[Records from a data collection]
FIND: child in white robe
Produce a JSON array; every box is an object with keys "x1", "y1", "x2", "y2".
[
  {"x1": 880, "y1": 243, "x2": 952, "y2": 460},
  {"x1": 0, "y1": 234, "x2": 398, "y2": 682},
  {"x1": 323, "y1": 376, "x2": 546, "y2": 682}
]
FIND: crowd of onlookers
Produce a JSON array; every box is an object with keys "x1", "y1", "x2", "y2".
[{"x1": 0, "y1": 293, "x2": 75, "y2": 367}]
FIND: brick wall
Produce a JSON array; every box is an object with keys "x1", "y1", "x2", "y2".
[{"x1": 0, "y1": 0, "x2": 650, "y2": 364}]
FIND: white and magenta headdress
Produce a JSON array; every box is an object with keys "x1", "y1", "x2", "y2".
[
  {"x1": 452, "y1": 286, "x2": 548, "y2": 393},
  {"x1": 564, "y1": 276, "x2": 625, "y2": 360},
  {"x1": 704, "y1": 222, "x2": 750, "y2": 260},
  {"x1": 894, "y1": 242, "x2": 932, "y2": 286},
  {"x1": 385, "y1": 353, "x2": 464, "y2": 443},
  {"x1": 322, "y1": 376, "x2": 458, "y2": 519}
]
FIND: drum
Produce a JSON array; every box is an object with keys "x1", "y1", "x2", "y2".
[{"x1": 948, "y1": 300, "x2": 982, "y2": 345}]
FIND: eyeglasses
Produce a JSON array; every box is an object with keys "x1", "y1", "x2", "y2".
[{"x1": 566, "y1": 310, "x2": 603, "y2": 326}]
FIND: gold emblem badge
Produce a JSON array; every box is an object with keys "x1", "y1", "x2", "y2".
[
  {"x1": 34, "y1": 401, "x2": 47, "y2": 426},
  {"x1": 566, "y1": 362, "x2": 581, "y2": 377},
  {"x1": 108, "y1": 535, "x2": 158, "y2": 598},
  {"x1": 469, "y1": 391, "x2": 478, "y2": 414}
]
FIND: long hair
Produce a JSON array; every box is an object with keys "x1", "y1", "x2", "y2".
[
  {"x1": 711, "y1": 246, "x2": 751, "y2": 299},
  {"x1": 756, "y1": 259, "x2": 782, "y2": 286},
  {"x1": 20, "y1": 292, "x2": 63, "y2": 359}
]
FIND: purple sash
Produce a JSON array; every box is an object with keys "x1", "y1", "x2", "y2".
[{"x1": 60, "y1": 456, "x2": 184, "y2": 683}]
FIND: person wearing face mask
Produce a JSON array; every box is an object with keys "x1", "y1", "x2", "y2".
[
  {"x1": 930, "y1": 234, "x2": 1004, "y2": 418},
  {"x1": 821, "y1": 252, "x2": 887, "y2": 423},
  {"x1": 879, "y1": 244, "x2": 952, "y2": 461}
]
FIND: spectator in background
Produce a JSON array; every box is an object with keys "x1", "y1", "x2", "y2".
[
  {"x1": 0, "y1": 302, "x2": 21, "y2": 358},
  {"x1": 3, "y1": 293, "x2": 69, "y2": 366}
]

## What you are asked to do:
Quote, word for word, every line from the top of the entries through the line that holds "FIND: brick wall".

## Task solution:
FIND: child in white robe
Produce a JSON array; every box is an object with keys "x1", "y1", "x2", "y2".
[
  {"x1": 880, "y1": 243, "x2": 952, "y2": 460},
  {"x1": 0, "y1": 234, "x2": 398, "y2": 682},
  {"x1": 323, "y1": 376, "x2": 546, "y2": 682}
]
FIND: crowd of onlookers
Produce a JSON array; every box is an object with keys "x1", "y1", "x2", "y2".
[{"x1": 0, "y1": 293, "x2": 75, "y2": 367}]
FIND: brick wall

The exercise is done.